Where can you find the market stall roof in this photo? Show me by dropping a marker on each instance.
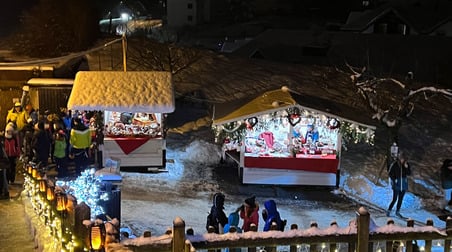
(277, 100)
(134, 91)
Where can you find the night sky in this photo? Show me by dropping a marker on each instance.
(10, 14)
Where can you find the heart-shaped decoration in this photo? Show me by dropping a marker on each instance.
(252, 121)
(293, 120)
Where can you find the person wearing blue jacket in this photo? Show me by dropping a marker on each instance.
(270, 214)
(233, 221)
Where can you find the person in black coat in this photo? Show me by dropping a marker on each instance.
(446, 182)
(41, 144)
(217, 216)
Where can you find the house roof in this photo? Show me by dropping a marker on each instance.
(136, 91)
(422, 15)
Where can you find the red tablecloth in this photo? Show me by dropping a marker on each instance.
(328, 164)
(129, 144)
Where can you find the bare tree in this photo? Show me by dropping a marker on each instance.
(392, 100)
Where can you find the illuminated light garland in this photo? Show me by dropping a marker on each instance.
(85, 188)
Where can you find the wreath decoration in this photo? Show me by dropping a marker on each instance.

-------

WHAT TO DO:
Rewrite all of the data above line for line, adding -19 to each coordinate value in the answers. Leave the pictures out.

FULL OUTPUT:
Where can you find the market stall roof in this photo? Show me by dropping a marker on each instance.
(258, 81)
(115, 72)
Where can you find the night sky in this photo? Show me by dropping a marker on each instance.
(-9, -5)
Where can you find the heart-shaped decoration in this photo? Show me by dropping a marker on each instance.
(233, 102)
(274, 101)
Where can you find the person wearing blue jacket in this photo? Show me by dropping a marker on each instance.
(251, 195)
(214, 202)
Where can you find the person in black coat in this photo? Show me by dropping a marker on each instance.
(427, 163)
(22, 125)
(198, 197)
Where can you find the house roof in this photo? Show me by dropping a marker on each instance.
(117, 72)
(403, -4)
Where can you find the red tablecloth in this photo? Show me by dropping a marker on each instance.
(309, 145)
(110, 125)
Where can you find the bare tree in this photo? Show me by dropping a marker on each instance.
(373, 81)
Where can you find the illuminated light garland in this photo? Show me by dropping a marker on each instance.
(66, 169)
Where can you find the wreath decoration in this photo? Show me by dropping a marker on each instance.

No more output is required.